■ **DATA FOR THE TASK**:
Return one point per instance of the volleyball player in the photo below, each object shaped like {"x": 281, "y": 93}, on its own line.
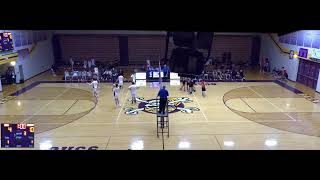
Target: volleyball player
{"x": 203, "y": 88}
{"x": 94, "y": 85}
{"x": 183, "y": 84}
{"x": 116, "y": 92}
{"x": 120, "y": 80}
{"x": 133, "y": 88}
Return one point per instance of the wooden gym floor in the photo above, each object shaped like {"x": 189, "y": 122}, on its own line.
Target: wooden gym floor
{"x": 233, "y": 115}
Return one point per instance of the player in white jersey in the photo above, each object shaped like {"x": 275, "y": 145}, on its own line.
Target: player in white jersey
{"x": 133, "y": 88}
{"x": 133, "y": 78}
{"x": 120, "y": 80}
{"x": 116, "y": 92}
{"x": 94, "y": 85}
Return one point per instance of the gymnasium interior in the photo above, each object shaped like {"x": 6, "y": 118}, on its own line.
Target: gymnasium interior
{"x": 261, "y": 90}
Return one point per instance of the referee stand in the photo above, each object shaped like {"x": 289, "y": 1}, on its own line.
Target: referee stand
{"x": 163, "y": 122}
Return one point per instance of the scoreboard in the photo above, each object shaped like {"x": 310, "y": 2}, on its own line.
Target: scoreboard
{"x": 17, "y": 135}
{"x": 6, "y": 43}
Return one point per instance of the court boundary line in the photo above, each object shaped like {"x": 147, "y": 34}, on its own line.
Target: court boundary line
{"x": 272, "y": 103}
{"x": 36, "y": 83}
{"x": 218, "y": 142}
{"x": 205, "y": 117}
{"x": 123, "y": 104}
{"x": 70, "y": 106}
{"x": 248, "y": 105}
{"x": 34, "y": 114}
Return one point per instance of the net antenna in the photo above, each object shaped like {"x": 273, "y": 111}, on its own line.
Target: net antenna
{"x": 160, "y": 78}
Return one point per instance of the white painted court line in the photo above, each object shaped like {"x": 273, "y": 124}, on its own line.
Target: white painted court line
{"x": 46, "y": 105}
{"x": 122, "y": 105}
{"x": 272, "y": 104}
{"x": 186, "y": 122}
{"x": 200, "y": 108}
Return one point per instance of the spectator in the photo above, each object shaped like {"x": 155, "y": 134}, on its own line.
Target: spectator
{"x": 163, "y": 94}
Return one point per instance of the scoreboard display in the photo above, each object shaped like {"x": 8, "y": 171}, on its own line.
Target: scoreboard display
{"x": 17, "y": 135}
{"x": 6, "y": 43}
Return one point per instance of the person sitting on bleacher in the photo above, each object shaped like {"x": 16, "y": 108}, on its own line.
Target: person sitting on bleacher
{"x": 214, "y": 74}
{"x": 89, "y": 75}
{"x": 75, "y": 75}
{"x": 241, "y": 73}
{"x": 84, "y": 75}
{"x": 233, "y": 74}
{"x": 93, "y": 62}
{"x": 89, "y": 64}
{"x": 85, "y": 64}
{"x": 66, "y": 75}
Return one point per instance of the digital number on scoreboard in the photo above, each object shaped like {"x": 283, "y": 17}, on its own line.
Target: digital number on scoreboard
{"x": 17, "y": 135}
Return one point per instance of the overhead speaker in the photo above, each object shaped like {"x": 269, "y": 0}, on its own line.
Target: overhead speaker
{"x": 183, "y": 39}
{"x": 204, "y": 40}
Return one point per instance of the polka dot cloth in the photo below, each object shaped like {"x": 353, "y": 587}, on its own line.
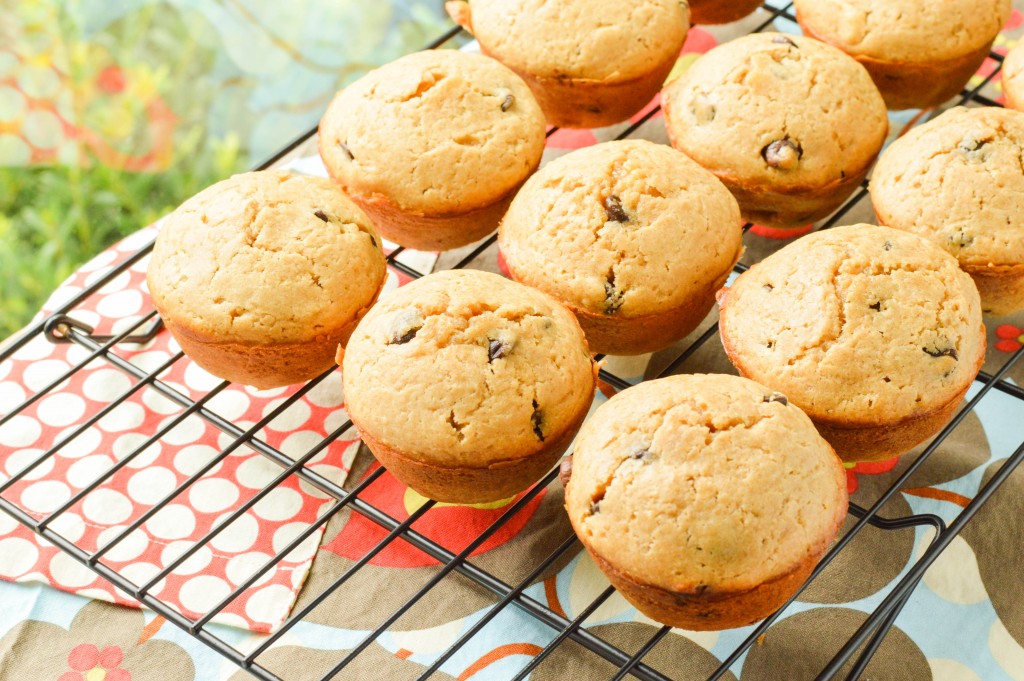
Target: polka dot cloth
{"x": 151, "y": 475}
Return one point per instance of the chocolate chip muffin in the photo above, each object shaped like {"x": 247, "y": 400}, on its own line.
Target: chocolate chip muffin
{"x": 260, "y": 277}
{"x": 467, "y": 386}
{"x": 433, "y": 145}
{"x": 919, "y": 52}
{"x": 876, "y": 333}
{"x": 721, "y": 11}
{"x": 790, "y": 124}
{"x": 1013, "y": 77}
{"x": 957, "y": 181}
{"x": 706, "y": 500}
{"x": 633, "y": 237}
{"x": 590, "y": 62}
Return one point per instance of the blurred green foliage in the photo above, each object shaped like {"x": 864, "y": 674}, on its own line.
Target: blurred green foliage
{"x": 54, "y": 218}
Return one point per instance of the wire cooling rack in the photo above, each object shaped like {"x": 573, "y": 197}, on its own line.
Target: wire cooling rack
{"x": 61, "y": 327}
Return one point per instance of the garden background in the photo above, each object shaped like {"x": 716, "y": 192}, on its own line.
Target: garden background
{"x": 112, "y": 113}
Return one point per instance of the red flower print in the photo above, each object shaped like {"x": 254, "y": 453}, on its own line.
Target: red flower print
{"x": 1011, "y": 338}
{"x": 91, "y": 664}
{"x": 866, "y": 468}
{"x": 111, "y": 80}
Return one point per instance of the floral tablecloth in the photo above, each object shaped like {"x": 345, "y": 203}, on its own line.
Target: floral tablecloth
{"x": 964, "y": 623}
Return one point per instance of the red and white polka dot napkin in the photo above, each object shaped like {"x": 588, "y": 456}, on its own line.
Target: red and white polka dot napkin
{"x": 233, "y": 555}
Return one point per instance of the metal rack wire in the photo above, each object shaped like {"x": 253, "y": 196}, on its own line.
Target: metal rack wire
{"x": 61, "y": 327}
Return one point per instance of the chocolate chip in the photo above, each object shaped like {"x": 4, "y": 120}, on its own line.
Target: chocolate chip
{"x": 782, "y": 154}
{"x": 565, "y": 470}
{"x": 973, "y": 149}
{"x": 498, "y": 349}
{"x": 612, "y": 297}
{"x": 613, "y": 209}
{"x": 935, "y": 352}
{"x": 404, "y": 338}
{"x": 961, "y": 240}
{"x": 640, "y": 454}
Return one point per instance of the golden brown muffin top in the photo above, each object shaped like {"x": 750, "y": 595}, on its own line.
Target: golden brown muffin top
{"x": 958, "y": 181}
{"x": 624, "y": 227}
{"x": 435, "y": 132}
{"x": 858, "y": 325}
{"x": 704, "y": 483}
{"x": 266, "y": 257}
{"x": 600, "y": 40}
{"x": 910, "y": 31}
{"x": 784, "y": 113}
{"x": 465, "y": 368}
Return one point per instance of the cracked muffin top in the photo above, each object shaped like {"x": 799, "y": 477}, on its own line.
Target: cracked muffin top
{"x": 905, "y": 30}
{"x": 704, "y": 484}
{"x": 857, "y": 325}
{"x": 465, "y": 368}
{"x": 626, "y": 227}
{"x": 599, "y": 40}
{"x": 958, "y": 181}
{"x": 439, "y": 131}
{"x": 777, "y": 111}
{"x": 266, "y": 257}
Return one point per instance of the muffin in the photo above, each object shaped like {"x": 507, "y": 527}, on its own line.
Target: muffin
{"x": 706, "y": 500}
{"x": 633, "y": 237}
{"x": 958, "y": 182}
{"x": 1013, "y": 77}
{"x": 590, "y": 62}
{"x": 790, "y": 124}
{"x": 875, "y": 333}
{"x": 919, "y": 52}
{"x": 721, "y": 11}
{"x": 433, "y": 145}
{"x": 467, "y": 386}
{"x": 260, "y": 277}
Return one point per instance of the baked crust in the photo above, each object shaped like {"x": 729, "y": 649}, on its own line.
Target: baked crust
{"x": 721, "y": 11}
{"x": 609, "y": 334}
{"x": 877, "y": 439}
{"x": 464, "y": 484}
{"x": 262, "y": 365}
{"x": 715, "y": 607}
{"x": 431, "y": 232}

■ **INSTRUCTIONS TO FOLLOW**: Include both ends. Return the line holding "Return one point per instance of the cracked" and all lines after it in the records above, exactly as written.

■ **RESPONSE TO THE EXERCISE**:
Return one point per instance of the cracked muffin top in the photo above, each object shaped like {"x": 799, "y": 477}, on its own line.
Target: cracked muffin top
{"x": 905, "y": 30}
{"x": 704, "y": 484}
{"x": 857, "y": 325}
{"x": 465, "y": 368}
{"x": 626, "y": 227}
{"x": 599, "y": 40}
{"x": 958, "y": 181}
{"x": 439, "y": 131}
{"x": 777, "y": 111}
{"x": 266, "y": 257}
Return one point per instance of the muffin in the photo above, each object shaped like {"x": 507, "y": 527}, on its own line.
Target: muffin
{"x": 706, "y": 500}
{"x": 633, "y": 237}
{"x": 958, "y": 182}
{"x": 1013, "y": 77}
{"x": 590, "y": 62}
{"x": 790, "y": 124}
{"x": 875, "y": 333}
{"x": 919, "y": 52}
{"x": 721, "y": 11}
{"x": 433, "y": 145}
{"x": 467, "y": 386}
{"x": 260, "y": 277}
Return one point per instance of the baked crust in the photo above, each object shaped like {"x": 729, "y": 649}, on its own line.
Target: baked crust
{"x": 721, "y": 11}
{"x": 609, "y": 334}
{"x": 877, "y": 439}
{"x": 464, "y": 484}
{"x": 262, "y": 365}
{"x": 715, "y": 607}
{"x": 431, "y": 232}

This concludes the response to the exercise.